[Records of labeled regions]
------------------------------
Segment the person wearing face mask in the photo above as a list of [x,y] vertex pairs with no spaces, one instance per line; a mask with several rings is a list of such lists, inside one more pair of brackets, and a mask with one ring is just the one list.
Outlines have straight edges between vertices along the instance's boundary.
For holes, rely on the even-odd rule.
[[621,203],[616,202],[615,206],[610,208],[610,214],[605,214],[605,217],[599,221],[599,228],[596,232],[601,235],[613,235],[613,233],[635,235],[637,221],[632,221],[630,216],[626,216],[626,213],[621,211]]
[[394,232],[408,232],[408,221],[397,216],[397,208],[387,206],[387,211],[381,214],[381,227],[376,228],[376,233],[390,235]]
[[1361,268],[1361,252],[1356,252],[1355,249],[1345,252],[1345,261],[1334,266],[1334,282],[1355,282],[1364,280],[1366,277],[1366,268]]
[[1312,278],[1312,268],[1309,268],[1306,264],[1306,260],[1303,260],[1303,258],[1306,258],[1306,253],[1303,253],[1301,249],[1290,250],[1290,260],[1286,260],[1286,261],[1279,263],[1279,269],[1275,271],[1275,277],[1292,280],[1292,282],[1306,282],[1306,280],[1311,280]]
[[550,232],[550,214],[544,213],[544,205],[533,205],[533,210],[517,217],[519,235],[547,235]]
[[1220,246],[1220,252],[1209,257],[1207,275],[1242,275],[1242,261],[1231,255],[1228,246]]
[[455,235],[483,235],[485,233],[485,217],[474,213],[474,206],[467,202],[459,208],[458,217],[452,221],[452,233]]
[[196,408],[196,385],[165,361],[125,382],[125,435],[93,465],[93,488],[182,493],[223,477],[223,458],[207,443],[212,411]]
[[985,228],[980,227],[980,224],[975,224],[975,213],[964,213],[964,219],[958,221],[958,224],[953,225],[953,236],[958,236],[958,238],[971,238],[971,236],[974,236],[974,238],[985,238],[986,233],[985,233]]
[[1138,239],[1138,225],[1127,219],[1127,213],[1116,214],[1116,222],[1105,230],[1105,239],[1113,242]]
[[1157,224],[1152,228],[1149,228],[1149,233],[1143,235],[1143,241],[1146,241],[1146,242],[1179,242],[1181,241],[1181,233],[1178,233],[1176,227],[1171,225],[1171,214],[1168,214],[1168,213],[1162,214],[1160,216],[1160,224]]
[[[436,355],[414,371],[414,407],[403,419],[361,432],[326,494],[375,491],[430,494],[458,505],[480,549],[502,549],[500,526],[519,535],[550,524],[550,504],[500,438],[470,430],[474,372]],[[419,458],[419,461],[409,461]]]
------------------------------
> **Given problem**
Reproduce every line of the records above word for word, keeping each character and line break unchanged.

> **Complete response**
Segment the person wearing face mask in the photo above as a list of [x,y] vertex pairs with no spaces, one instance per line; a mask with several rings is a list of such lists, inside one more pair of brackets, and a mask with one ring is just the one list.
Outlines have straight edges between vertices along the instance's boundary.
For holes, rely on the even-odd rule.
[[621,203],[616,202],[615,206],[610,208],[610,214],[605,214],[605,217],[599,221],[599,228],[596,232],[601,235],[613,235],[613,233],[635,235],[637,221],[632,221],[630,216],[626,216],[626,213],[621,211]]
[[394,232],[408,232],[408,221],[397,216],[397,208],[387,206],[387,211],[381,214],[381,227],[376,228],[376,233],[390,235]]
[[1361,268],[1361,252],[1356,252],[1355,249],[1345,252],[1345,261],[1334,266],[1334,282],[1355,282],[1364,280],[1366,277],[1366,268]]
[[1312,278],[1312,268],[1309,268],[1306,264],[1306,260],[1303,260],[1303,258],[1306,258],[1306,253],[1303,253],[1301,249],[1290,250],[1290,260],[1286,260],[1286,261],[1279,263],[1279,269],[1275,271],[1275,277],[1292,280],[1292,282],[1306,282],[1306,280],[1311,280]]
[[550,232],[550,214],[544,213],[544,205],[533,205],[533,210],[517,217],[519,235],[547,235]]
[[1220,246],[1220,252],[1209,257],[1207,275],[1242,275],[1242,261],[1231,255],[1228,246]]
[[455,235],[483,235],[485,233],[485,217],[474,213],[474,206],[467,202],[459,208],[458,217],[452,221],[452,233]]
[[196,408],[196,385],[165,361],[125,382],[125,435],[93,465],[93,488],[182,493],[223,477],[223,458],[207,443],[212,411]]
[[985,228],[980,227],[980,224],[975,224],[975,213],[964,213],[964,219],[958,221],[958,224],[953,225],[953,236],[958,236],[958,238],[971,238],[971,236],[974,236],[974,238],[985,238],[986,233],[985,233]]
[[1138,239],[1138,225],[1127,219],[1127,213],[1116,214],[1116,222],[1105,230],[1105,239],[1113,242]]
[[1157,224],[1152,228],[1149,228],[1149,233],[1143,235],[1143,241],[1146,241],[1146,242],[1179,242],[1181,241],[1181,233],[1178,233],[1176,227],[1171,225],[1171,214],[1168,214],[1168,213],[1162,214],[1160,216],[1160,224]]
[[[436,355],[414,371],[414,407],[403,419],[361,432],[326,494],[375,491],[430,494],[458,505],[480,549],[502,549],[500,526],[519,535],[550,524],[550,504],[500,438],[470,430],[474,372]],[[419,458],[419,461],[409,461]]]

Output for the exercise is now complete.